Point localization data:
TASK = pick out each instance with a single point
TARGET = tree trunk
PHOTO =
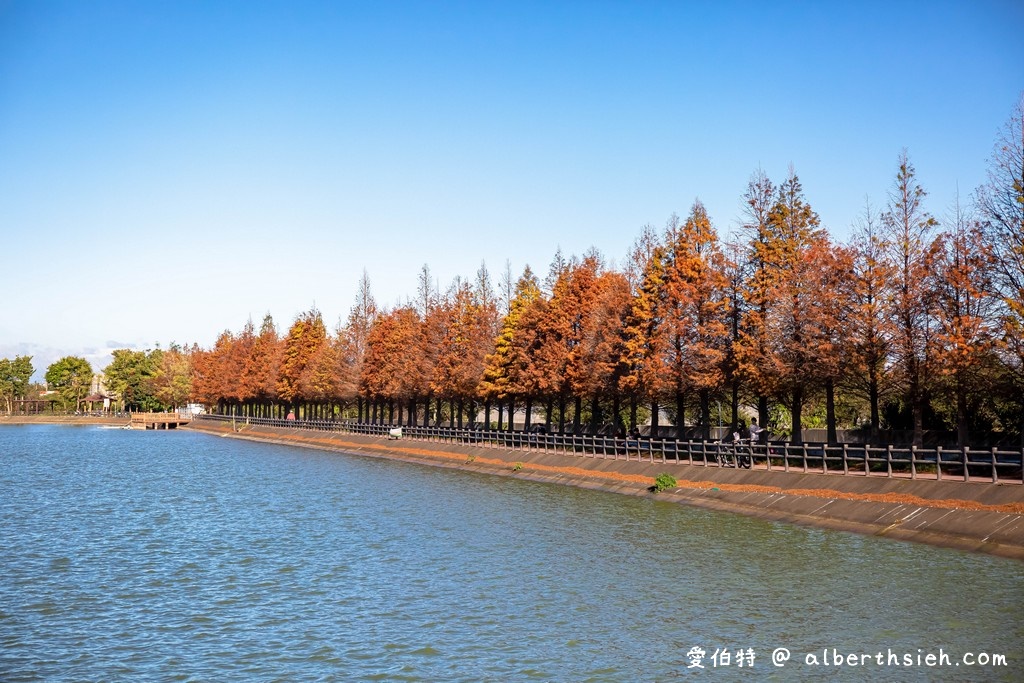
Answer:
(680, 416)
(763, 418)
(963, 435)
(872, 398)
(616, 420)
(833, 435)
(798, 415)
(706, 414)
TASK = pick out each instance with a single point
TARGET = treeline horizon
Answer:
(912, 324)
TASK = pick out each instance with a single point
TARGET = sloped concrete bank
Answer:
(978, 517)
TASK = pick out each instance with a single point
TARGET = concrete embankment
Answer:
(974, 516)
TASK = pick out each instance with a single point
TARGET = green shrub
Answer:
(664, 481)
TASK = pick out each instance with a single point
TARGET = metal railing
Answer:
(847, 459)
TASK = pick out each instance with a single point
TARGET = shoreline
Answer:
(981, 517)
(972, 516)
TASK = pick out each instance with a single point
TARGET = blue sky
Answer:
(170, 170)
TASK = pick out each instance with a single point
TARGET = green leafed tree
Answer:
(14, 377)
(131, 375)
(71, 377)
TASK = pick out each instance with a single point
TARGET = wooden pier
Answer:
(158, 420)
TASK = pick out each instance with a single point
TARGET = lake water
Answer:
(177, 555)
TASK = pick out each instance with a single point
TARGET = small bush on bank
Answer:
(664, 481)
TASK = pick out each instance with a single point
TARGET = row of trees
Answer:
(910, 325)
(153, 380)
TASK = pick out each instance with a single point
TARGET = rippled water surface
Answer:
(132, 555)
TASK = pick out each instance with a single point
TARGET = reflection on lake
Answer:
(156, 555)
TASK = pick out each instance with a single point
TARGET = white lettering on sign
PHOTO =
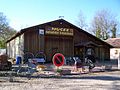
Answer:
(41, 31)
(59, 31)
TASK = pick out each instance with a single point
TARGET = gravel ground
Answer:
(92, 81)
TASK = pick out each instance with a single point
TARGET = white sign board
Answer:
(41, 31)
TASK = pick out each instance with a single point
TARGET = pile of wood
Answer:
(4, 64)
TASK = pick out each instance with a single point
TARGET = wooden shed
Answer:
(57, 36)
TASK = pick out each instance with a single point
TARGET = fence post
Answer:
(119, 62)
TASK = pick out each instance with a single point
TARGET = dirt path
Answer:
(92, 81)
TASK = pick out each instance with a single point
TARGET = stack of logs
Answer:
(4, 63)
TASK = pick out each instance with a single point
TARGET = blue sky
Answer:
(25, 13)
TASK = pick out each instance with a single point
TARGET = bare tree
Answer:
(5, 30)
(104, 24)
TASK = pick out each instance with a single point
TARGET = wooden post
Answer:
(119, 61)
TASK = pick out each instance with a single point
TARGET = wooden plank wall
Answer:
(60, 44)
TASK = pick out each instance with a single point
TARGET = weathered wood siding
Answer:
(16, 46)
(32, 41)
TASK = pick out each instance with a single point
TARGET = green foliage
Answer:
(102, 25)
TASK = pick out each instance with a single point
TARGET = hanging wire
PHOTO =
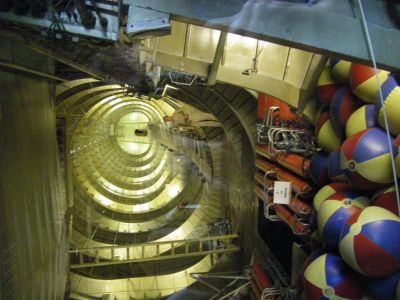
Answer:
(389, 138)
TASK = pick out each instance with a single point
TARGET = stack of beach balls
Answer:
(356, 208)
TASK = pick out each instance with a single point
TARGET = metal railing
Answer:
(154, 251)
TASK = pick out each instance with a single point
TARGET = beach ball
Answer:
(386, 198)
(316, 241)
(319, 169)
(328, 277)
(363, 81)
(365, 159)
(387, 288)
(327, 137)
(397, 160)
(335, 211)
(344, 103)
(340, 69)
(335, 172)
(391, 97)
(370, 242)
(327, 191)
(361, 119)
(326, 86)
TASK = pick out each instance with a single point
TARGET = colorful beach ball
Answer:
(363, 81)
(361, 119)
(328, 277)
(335, 211)
(335, 172)
(344, 103)
(387, 288)
(340, 69)
(386, 198)
(326, 86)
(370, 242)
(397, 144)
(319, 169)
(327, 137)
(365, 159)
(327, 191)
(391, 97)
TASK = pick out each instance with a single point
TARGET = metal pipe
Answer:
(14, 66)
(235, 290)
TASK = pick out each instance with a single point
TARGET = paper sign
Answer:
(282, 192)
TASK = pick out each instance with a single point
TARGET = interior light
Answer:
(104, 200)
(173, 190)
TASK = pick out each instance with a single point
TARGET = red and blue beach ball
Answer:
(370, 242)
(340, 69)
(335, 211)
(327, 191)
(363, 118)
(335, 172)
(326, 86)
(328, 277)
(328, 139)
(365, 159)
(391, 97)
(319, 169)
(363, 81)
(387, 288)
(386, 198)
(344, 103)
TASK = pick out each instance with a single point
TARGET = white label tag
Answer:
(282, 192)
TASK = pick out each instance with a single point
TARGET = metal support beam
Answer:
(328, 27)
(212, 77)
(17, 67)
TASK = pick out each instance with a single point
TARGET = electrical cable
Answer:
(389, 138)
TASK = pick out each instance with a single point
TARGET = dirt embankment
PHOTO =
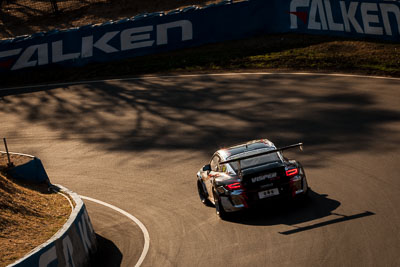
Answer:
(29, 214)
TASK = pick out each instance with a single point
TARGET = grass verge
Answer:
(29, 216)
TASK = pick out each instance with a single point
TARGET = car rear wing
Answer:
(261, 154)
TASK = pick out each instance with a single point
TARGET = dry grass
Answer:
(29, 216)
(27, 17)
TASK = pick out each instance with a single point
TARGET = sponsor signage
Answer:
(159, 32)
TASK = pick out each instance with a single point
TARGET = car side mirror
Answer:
(206, 168)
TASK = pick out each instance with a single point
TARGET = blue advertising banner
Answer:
(159, 32)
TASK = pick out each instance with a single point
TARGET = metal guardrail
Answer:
(32, 8)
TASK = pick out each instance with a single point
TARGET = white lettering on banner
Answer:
(317, 6)
(10, 53)
(349, 16)
(293, 8)
(132, 38)
(162, 31)
(24, 60)
(68, 252)
(370, 18)
(385, 9)
(375, 18)
(102, 43)
(48, 257)
(57, 52)
(333, 26)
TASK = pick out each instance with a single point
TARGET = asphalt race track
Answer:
(137, 144)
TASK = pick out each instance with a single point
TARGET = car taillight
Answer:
(234, 186)
(292, 172)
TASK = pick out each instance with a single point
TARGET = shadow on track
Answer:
(205, 113)
(291, 213)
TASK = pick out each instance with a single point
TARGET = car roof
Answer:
(228, 152)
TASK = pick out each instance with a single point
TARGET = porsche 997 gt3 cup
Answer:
(241, 176)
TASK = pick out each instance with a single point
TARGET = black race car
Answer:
(244, 175)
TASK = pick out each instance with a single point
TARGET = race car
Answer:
(242, 176)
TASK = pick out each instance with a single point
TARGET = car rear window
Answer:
(263, 159)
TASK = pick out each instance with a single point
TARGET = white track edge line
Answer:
(135, 220)
(199, 75)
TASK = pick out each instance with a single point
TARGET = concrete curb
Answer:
(72, 245)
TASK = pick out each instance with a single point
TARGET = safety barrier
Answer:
(74, 243)
(192, 26)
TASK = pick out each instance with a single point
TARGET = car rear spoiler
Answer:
(260, 154)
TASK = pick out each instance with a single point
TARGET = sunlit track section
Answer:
(135, 220)
(195, 75)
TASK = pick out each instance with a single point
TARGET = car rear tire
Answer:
(218, 207)
(202, 194)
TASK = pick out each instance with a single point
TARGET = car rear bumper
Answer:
(237, 200)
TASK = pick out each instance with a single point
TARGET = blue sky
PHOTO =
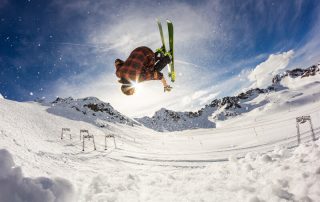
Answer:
(67, 48)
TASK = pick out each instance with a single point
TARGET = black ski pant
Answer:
(162, 63)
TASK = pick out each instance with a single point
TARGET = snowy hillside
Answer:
(229, 107)
(90, 110)
(254, 157)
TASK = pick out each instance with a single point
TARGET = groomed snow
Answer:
(253, 157)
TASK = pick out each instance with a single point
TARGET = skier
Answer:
(141, 65)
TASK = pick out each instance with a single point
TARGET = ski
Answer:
(172, 73)
(163, 48)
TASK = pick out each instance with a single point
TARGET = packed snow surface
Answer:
(253, 157)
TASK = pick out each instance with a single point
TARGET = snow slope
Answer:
(232, 106)
(252, 157)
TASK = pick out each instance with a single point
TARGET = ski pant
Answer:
(162, 63)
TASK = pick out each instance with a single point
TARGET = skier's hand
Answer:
(167, 88)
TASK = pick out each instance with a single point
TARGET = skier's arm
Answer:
(151, 75)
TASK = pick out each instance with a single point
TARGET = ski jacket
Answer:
(139, 66)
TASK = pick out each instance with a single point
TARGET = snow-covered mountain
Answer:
(310, 71)
(253, 157)
(90, 110)
(224, 108)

--- Requirement ---
Extract every line above containing the word "surface".

--- Solution to this exercise ---
TARGET = rippled water surface
TARGET = packed snow surface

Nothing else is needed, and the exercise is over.